(Records from a data source)
---+---

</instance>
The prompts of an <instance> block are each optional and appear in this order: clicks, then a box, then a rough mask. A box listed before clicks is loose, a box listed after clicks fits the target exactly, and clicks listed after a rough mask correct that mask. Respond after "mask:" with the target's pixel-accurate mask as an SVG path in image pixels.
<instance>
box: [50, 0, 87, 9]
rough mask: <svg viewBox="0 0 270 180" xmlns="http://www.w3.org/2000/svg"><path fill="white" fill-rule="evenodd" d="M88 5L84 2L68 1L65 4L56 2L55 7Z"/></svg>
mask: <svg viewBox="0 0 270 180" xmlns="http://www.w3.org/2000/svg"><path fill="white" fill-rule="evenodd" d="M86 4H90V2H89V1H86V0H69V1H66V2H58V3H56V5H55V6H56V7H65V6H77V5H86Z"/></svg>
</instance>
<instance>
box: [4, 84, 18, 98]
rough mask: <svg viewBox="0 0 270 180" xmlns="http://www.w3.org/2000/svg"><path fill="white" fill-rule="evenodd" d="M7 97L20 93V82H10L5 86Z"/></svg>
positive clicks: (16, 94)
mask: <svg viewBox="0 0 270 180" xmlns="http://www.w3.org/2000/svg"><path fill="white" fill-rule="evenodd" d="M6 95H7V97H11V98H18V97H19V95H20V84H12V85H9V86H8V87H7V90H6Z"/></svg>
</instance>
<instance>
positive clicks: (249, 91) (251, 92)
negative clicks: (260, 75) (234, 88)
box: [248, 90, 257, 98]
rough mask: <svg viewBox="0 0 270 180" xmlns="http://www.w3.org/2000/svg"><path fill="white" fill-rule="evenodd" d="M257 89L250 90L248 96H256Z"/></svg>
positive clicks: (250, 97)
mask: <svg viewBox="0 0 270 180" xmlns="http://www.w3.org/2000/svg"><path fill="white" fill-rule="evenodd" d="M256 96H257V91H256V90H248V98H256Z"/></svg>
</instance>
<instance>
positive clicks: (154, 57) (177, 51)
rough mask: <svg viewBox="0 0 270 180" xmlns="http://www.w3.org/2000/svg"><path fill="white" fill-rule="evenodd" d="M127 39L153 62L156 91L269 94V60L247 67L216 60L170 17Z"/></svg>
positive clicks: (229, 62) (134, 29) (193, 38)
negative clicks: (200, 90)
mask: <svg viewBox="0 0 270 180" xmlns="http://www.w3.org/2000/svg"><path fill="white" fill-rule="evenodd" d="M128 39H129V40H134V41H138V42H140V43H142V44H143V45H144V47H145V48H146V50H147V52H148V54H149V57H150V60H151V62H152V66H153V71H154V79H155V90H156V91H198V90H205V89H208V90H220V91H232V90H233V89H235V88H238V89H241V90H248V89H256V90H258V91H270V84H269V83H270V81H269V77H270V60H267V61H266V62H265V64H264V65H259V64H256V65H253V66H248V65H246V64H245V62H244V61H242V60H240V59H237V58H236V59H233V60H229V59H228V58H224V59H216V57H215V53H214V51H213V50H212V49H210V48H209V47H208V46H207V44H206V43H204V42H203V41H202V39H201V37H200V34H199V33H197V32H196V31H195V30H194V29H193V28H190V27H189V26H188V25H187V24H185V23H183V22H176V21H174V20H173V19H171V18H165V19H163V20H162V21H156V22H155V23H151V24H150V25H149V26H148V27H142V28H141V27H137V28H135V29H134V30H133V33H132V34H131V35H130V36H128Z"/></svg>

---+---

• AIM OF THE EXERCISE:
Up to and including the line with "positive clicks: (229, 62)", output every line of the records above exactly, starting from the first; output nothing else.

• SOLUTION TO THIS EXERCISE:
</instance>
The prompts of an <instance> block are each optional and appear in this order: clicks, then a box, then a rough mask. A box listed before clicks is loose, a box listed after clicks fits the target exactly, and clicks listed after a rough mask correct that mask. Respond after "mask:" with the target's pixel-accurate mask as an SVG path in image pixels.
<instance>
box: [50, 0, 87, 9]
rough mask: <svg viewBox="0 0 270 180" xmlns="http://www.w3.org/2000/svg"><path fill="white" fill-rule="evenodd" d="M88 5L84 2L68 1L65 4L56 2L55 7Z"/></svg>
mask: <svg viewBox="0 0 270 180" xmlns="http://www.w3.org/2000/svg"><path fill="white" fill-rule="evenodd" d="M86 4H90V2H89V1H86V0H69V1H66V2H58V3H56V5H55V6H56V7H65V6H77V5H86Z"/></svg>
</instance>
<instance>
box: [4, 84, 18, 98]
rough mask: <svg viewBox="0 0 270 180" xmlns="http://www.w3.org/2000/svg"><path fill="white" fill-rule="evenodd" d="M7 97L20 93V82H10L5 86Z"/></svg>
positive clicks: (16, 94)
mask: <svg viewBox="0 0 270 180" xmlns="http://www.w3.org/2000/svg"><path fill="white" fill-rule="evenodd" d="M6 95H7V97H11V98H18V97H19V95H20V84H12V85H9V86H8V87H7V90H6Z"/></svg>
</instance>
<instance>
positive clicks: (249, 91) (251, 92)
negative clicks: (260, 75) (234, 88)
box: [248, 90, 257, 98]
rough mask: <svg viewBox="0 0 270 180" xmlns="http://www.w3.org/2000/svg"><path fill="white" fill-rule="evenodd" d="M257 89L250 90L248 96H256Z"/></svg>
positive clicks: (250, 97)
mask: <svg viewBox="0 0 270 180" xmlns="http://www.w3.org/2000/svg"><path fill="white" fill-rule="evenodd" d="M256 96H257V91H256V90H248V98H256Z"/></svg>
</instance>
<instance>
positive clicks: (154, 57) (177, 51)
rough mask: <svg viewBox="0 0 270 180" xmlns="http://www.w3.org/2000/svg"><path fill="white" fill-rule="evenodd" d="M127 39L153 62L156 91L269 94V60L247 67L216 60L170 17Z"/></svg>
positive clicks: (229, 62) (134, 29) (193, 38)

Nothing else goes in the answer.